■ **Text**
------
Independent experiments
Position
Section titled “Position”The Experiments axis is the site’s original contribution: reproducible empirical or semi-empirical studies built on public information (statutes, judicial decisions, platform notices, model APIs). Positioned alongside Stanford CRFM / FMTI, Stanford HAI’s AI Index, and MIT’s Science of AI Policy, it uses data and reproducible analysis to test concrete, falsifiable claims about AI governance.
Design principles
Section titled “Design principles”- Narrow questions. Each experiment focuses on one testable question; no “survey-style” sprawl.
- Reproducible. Datasets, prompts, code, and runtime environments are released wherever possible, with copyright and licensing noted.
- Limits acknowledged. Sample bias, access barriers, language constraints, and model-version drift are stated explicitly.
- Academic grounding. The methodology section of each experiment points to one peer reference work in the same area (Bommasani et al.’s FMTI; Bang et al., Multitask, Multilingual, Multimodal Evaluation of ChatGPT; Sun et al., TrustLLM; Kapoor et al.’s AI Snake Oil methodology appendix, and so on).
------
■ **Explore the material**
(1) Answer these questions about the independent experiments text:
(a) What kinds of public information are the studies built on?
(b) Which limits are stated explicitly?
(c) What is released wherever possible?
(2) Pick up the independent experiments text after its final design principle and carry it forward.
------
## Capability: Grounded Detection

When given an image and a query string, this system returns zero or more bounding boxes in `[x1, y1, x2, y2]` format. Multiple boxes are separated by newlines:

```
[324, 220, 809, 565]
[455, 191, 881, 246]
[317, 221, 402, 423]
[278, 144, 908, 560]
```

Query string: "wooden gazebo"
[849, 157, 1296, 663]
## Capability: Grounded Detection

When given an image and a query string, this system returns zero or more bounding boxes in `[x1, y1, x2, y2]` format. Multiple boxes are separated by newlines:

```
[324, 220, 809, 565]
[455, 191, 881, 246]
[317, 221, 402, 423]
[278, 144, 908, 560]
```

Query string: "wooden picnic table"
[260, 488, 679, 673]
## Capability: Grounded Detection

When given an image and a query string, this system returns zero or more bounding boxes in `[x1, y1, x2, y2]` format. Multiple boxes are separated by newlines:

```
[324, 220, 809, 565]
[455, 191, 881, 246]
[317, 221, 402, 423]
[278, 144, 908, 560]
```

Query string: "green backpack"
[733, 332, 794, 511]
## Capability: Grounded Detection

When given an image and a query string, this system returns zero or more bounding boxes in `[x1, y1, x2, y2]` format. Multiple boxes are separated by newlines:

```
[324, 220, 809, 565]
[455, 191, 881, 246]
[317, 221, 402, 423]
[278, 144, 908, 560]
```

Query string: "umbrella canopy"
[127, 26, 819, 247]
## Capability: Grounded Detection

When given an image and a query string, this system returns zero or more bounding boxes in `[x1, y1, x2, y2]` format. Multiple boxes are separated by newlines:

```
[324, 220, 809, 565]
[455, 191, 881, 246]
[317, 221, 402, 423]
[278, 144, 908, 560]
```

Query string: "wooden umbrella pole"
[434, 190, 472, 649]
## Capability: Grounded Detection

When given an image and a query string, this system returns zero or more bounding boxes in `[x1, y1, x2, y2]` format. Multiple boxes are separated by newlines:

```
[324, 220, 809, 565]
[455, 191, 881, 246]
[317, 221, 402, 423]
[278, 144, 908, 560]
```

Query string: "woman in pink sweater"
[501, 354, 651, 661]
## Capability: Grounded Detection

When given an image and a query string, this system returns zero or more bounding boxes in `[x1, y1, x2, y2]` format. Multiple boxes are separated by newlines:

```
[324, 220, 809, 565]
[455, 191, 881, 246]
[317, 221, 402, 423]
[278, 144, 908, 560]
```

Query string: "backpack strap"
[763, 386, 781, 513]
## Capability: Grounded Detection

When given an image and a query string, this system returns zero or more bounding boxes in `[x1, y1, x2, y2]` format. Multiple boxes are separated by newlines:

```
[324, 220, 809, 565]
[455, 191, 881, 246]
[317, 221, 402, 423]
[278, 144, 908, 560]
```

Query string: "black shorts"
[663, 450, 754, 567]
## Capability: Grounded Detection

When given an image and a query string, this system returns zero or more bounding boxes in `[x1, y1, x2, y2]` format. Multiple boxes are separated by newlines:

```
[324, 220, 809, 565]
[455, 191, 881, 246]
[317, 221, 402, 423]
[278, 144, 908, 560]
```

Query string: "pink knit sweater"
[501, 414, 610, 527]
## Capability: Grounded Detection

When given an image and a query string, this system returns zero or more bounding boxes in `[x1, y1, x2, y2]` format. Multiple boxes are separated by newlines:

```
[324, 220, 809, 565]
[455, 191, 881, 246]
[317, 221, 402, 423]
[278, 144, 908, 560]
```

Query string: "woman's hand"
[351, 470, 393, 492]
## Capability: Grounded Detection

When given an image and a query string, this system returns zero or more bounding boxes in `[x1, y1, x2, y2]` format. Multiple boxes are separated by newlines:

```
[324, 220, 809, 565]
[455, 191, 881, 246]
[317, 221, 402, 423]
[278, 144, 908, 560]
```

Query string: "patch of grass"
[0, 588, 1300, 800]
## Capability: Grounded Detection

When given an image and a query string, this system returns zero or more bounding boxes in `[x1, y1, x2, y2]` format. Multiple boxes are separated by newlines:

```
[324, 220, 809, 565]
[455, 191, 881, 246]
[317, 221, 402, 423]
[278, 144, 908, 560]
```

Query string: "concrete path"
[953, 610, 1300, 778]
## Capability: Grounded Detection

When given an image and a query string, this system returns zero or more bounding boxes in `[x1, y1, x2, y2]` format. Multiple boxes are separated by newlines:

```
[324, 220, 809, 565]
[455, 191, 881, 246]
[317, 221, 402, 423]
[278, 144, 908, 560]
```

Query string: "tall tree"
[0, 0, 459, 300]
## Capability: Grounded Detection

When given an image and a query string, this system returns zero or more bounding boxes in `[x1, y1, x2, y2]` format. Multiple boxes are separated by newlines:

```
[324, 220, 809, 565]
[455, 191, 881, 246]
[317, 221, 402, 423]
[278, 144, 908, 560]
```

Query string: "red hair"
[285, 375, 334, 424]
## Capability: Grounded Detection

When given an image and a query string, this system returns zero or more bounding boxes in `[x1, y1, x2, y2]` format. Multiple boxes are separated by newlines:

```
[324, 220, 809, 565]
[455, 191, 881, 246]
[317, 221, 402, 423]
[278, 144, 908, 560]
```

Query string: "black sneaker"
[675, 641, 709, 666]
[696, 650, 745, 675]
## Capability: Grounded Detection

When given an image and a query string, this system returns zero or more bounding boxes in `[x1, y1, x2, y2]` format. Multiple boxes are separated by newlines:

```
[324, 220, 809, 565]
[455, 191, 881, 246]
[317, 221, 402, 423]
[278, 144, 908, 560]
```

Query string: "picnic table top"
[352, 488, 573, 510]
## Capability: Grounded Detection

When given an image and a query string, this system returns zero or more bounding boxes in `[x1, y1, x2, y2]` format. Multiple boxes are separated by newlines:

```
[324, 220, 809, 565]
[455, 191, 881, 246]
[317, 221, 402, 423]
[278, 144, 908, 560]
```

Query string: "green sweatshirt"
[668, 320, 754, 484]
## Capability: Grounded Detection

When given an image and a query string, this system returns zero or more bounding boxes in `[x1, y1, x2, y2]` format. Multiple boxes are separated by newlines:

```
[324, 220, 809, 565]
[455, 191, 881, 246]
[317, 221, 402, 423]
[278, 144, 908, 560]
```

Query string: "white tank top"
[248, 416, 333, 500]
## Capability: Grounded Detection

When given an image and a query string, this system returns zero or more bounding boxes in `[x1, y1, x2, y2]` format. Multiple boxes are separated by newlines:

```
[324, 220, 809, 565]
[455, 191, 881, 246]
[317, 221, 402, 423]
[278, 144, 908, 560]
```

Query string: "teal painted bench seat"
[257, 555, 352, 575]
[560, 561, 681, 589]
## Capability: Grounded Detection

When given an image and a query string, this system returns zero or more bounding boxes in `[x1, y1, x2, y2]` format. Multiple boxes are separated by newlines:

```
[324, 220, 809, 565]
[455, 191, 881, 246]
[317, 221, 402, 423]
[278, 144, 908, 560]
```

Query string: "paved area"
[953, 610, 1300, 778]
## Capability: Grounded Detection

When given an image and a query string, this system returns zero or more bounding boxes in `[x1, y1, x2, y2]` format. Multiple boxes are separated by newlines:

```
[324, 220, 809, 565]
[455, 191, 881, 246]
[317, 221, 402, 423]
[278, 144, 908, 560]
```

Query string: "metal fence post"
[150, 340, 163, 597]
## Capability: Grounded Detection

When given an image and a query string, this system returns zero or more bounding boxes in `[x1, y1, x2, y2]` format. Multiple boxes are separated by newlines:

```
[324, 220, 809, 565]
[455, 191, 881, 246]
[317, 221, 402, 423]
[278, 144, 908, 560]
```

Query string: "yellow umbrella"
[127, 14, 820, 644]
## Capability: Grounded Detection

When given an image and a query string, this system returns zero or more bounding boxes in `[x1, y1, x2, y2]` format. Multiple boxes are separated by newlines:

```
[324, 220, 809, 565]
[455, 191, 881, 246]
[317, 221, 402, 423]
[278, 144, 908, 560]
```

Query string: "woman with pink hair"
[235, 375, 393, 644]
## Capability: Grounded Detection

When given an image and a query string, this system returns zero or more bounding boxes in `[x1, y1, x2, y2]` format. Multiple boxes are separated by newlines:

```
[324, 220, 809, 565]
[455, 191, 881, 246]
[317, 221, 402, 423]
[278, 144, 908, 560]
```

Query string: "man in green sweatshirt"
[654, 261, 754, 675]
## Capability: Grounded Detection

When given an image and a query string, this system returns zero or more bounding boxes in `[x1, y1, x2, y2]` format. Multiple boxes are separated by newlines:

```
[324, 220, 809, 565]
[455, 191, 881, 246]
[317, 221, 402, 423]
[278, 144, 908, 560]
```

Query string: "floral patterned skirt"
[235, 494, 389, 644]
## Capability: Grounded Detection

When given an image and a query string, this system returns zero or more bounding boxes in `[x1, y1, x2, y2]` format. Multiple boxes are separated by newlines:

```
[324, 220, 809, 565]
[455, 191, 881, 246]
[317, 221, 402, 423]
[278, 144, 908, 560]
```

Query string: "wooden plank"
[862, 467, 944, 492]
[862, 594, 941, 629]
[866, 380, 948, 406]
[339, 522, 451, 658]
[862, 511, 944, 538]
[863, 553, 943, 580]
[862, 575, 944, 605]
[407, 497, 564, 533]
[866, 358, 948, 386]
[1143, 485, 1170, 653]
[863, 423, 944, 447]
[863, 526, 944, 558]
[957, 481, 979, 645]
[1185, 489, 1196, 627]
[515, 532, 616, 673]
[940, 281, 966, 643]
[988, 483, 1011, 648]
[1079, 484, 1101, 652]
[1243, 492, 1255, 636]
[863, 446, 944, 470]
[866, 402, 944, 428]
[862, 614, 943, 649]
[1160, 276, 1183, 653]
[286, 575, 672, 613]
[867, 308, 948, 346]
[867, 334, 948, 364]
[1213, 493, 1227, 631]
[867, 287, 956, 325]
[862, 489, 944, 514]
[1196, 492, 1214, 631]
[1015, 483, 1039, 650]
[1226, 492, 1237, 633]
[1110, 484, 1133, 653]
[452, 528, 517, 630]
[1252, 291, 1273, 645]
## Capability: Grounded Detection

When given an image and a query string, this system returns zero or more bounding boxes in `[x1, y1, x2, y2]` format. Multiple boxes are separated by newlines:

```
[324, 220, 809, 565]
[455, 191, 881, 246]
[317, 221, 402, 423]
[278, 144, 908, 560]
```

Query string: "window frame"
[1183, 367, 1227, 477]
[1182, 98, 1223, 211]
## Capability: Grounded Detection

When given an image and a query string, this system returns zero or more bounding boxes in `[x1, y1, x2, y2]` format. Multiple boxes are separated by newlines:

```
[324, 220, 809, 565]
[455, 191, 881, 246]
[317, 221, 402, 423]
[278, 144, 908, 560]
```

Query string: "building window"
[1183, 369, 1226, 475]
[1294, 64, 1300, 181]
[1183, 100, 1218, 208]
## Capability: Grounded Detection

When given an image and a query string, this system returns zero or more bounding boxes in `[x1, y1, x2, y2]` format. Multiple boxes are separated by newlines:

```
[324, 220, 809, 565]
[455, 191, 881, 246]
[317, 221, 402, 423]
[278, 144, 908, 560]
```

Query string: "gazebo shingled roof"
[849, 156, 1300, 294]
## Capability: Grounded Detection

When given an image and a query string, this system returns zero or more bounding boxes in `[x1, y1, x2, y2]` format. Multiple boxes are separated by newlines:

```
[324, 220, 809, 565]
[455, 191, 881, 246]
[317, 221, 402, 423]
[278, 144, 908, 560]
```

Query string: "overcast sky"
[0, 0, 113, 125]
------
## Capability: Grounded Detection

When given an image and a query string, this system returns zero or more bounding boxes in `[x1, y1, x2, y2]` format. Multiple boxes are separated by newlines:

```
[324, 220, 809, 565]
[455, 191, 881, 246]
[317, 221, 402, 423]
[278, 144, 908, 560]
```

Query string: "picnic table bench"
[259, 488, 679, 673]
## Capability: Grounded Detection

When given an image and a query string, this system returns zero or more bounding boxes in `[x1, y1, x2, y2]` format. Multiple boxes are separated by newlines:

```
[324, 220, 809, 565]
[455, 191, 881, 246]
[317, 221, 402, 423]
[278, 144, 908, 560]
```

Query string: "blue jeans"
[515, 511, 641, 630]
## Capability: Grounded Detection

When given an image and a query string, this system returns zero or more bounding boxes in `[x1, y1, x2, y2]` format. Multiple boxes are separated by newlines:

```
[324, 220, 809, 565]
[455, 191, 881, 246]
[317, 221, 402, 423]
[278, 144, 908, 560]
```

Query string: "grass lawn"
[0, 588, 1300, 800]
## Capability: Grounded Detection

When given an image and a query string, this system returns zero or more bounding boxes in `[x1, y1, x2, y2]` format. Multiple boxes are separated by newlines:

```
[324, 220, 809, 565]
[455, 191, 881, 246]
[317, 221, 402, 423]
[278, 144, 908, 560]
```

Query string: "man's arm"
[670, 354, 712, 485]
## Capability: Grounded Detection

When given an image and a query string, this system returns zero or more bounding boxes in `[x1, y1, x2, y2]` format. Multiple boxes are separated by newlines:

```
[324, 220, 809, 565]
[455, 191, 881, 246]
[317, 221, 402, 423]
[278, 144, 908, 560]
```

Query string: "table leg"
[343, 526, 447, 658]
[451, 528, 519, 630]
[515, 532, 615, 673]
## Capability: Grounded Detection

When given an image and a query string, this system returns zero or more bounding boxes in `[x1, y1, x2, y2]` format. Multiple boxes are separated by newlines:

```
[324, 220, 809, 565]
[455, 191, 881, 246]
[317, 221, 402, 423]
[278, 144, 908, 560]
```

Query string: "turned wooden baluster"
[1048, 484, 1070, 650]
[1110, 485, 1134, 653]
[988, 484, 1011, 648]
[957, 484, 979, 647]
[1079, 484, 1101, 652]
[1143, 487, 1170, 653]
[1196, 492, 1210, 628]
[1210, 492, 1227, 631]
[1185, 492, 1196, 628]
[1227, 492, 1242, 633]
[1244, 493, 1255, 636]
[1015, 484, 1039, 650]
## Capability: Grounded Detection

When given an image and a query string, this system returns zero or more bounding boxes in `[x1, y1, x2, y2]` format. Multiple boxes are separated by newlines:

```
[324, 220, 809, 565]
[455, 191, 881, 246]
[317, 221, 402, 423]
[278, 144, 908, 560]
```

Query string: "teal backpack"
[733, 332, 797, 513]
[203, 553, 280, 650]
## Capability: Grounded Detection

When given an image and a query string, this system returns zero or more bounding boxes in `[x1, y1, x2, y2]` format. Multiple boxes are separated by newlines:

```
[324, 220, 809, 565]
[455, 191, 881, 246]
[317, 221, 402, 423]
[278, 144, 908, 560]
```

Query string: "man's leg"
------
■ **Responses by item number**
(1)
(a) Statutes, judicial decisions, platform notices, and model APIs.
(b) Sample bias, access barriers, language constraints, and model-version drift.
(c) Datasets, prompts, code, and runtime environments.

(2)
Planned first-batch directions
Section titled “Planned first-batch directions”- Structured comparison of generative-AI-service filing / disclosure materials across China, the US, and the EU. Sample: public portions of the Cyberspace Administration of China (CAC) algorithm filings + AI Act Article 53 training summaries + SB 53 Frontier Compliance Reports. A shared field schema is applied to extract “compliance granularity”. Hypothesis: Chinese disclosures are the fewest but most uniform; EU disclosures are the most but most heterogeneous; US disclosures fall in between.
- Tracking signatures of the AI Act GPAI Code of Practice. Quarterly capture of the signatory list, tracking objection clauses and subsequent amendments; cross-referenced with each company’s parallel compliance posture under California SB 53 and Chinese filing. Hypothesis: companies that sign the GPAI CoP also produce higher-quality SB 53 disclosures (a positive correlation in compliance posture).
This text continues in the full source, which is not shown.